- WHAT IS BEING ASKED
The entries below are to be repeated verbatim, in full.

DATA FOR THE TASK Start Marker

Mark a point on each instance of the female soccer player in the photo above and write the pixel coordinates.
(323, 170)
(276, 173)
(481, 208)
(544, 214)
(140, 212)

DATA FOR THE TASK End Marker

- WRITTEN SOLUTION
Mark a point on each instance of the female soccer player in the photo above and write the pixel coordinates.
(323, 170)
(276, 173)
(481, 208)
(544, 214)
(140, 212)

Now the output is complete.